● Assignment: The entries below are to be copied exactly, with nothing left out.

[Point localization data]

= = = =

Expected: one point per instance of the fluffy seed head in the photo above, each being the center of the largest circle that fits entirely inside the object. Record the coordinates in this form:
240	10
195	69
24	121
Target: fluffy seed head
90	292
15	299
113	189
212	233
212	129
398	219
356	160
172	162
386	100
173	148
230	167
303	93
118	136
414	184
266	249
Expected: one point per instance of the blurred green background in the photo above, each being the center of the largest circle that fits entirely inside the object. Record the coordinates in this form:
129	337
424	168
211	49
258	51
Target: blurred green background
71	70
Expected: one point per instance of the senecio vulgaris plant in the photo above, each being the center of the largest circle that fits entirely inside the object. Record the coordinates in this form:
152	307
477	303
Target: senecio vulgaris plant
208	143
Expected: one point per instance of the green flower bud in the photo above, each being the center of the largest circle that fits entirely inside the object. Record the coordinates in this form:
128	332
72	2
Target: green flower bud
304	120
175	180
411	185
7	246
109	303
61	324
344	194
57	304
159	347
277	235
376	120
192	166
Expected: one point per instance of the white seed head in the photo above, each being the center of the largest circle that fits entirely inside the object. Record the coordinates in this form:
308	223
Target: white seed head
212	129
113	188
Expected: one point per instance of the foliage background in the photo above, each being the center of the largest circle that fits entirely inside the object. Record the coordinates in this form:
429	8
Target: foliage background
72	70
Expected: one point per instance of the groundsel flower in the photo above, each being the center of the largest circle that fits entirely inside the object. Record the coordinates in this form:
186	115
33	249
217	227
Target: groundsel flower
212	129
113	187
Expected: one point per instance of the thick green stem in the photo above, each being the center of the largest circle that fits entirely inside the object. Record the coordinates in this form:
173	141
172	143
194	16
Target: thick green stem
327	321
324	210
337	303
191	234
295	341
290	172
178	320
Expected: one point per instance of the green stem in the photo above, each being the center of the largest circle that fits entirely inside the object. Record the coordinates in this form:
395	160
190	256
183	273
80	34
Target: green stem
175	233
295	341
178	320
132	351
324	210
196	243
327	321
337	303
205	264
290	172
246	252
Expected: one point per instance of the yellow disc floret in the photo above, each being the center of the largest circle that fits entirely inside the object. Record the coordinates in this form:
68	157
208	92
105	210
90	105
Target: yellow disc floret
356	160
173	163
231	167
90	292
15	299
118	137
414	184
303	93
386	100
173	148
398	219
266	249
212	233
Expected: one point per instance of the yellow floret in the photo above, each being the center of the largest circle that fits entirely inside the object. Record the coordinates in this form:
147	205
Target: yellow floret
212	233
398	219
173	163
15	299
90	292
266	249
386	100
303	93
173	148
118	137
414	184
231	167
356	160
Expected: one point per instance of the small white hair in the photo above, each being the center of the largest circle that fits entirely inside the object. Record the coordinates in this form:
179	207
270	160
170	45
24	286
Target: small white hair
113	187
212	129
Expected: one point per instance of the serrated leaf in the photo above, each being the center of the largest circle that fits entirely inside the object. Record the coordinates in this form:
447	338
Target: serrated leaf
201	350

= = = =

● Result of the task:
Expected: one point per instance of the fluffy seed head in the photo above, each being the center of the largest circle that fits entirely inside the object. Record the coordinates in this form:
240	10
195	69
24	121
Target: fluffy seed head
90	292
15	299
113	189
212	233
212	129
398	219
356	160
172	162
386	100
173	148
230	167
303	93
118	136
414	184
266	249
Expected: one point per instance of the blurred green background in the photo above, each being the center of the largest circle that fits entirely inside the object. Record the coordinates in this form:
129	337
424	168
211	49
258	51
Target: blurred green background
71	70
Expected: one point per instance of the senecio vulgaris plant in the photo above, each being the center of the largest circle that fits entirely inside the object. Record the coordinates in this form:
152	307
477	303
Target: senecio vulgaris plant
208	143
Expected: one point per instance of the green flower bud in the photo above, each being the center of the largest circle that fits entirely inside the object. Record the coordinates in this form:
128	332
72	2
Target: green flower bud
304	120
175	180
411	185
7	246
109	303
61	324
344	194
57	304
159	347
277	235
376	120
192	166
Expected: one point per instance of the white seed head in the photo above, each being the center of the largest circle that fits entirely inside the object. Record the coordinates in this form:
308	223
Target: white seed head
212	129
113	188
Expected: one point per instance of the foliage background in the photo above, each being the center of the largest circle that fits entirely inside the object. Record the coordinates in this form:
429	8
Target: foliage background
72	70
Expected: one point per instance of the groundsel flower in the photo above, each being the center of the largest circle that fits entirely inside the object. Record the coordinates in this form:
186	115
33	249
217	227
Target: groundsel flower
212	129
113	187
Expected: one point per instance of the thick green stem in the photo above, each being the center of the largest circle that fits entirely inside the object. Record the coordinates in this form:
173	141
172	143
194	16
Target: thick green stem
327	321
324	210
337	303
191	234
295	341
290	172
178	320
Expected: one point per instance of the green stem in the photo above, each being the center of the largest circle that fits entirely inside the object. Record the coordinates in this form:
395	160
190	256
183	273
80	34
Target: green stem
175	233
295	341
178	320
132	351
324	210
196	243
327	321
337	303
205	264
290	172
246	252
Expected: one point per instance of the yellow disc floret in the photo above, each being the center of the largest circle that fits entirely inside the object. Record the coordinates in this form:
68	157
208	92
105	210
90	105
Target: yellow disc floret
356	160
173	163
231	167
90	292
15	299
118	137
414	184
303	93
386	100
173	148
398	219
266	249
212	233
Expected: one point per instance of the yellow floret in the photo above, each being the center of the largest circle that fits entirely inside the object. Record the coordinates in this form:
147	205
Target: yellow floret
212	233
398	219
173	163
15	299
90	292
266	249
386	100
303	93
173	148
118	137
414	184
231	167
356	160
Expected: one point per instance of the small white hair in the photo above, each being the center of the largest circle that fits entirely inside the object. Record the coordinates in this form:
179	207
270	160
170	45
24	286
Target: small white hair
113	187
212	129
Expected: one point per instance of the serrated leaf in the photo above, each being the center of the largest circle that fits entirely inside the object. Record the coordinates in this form:
447	338
Target: serrated leaf
201	350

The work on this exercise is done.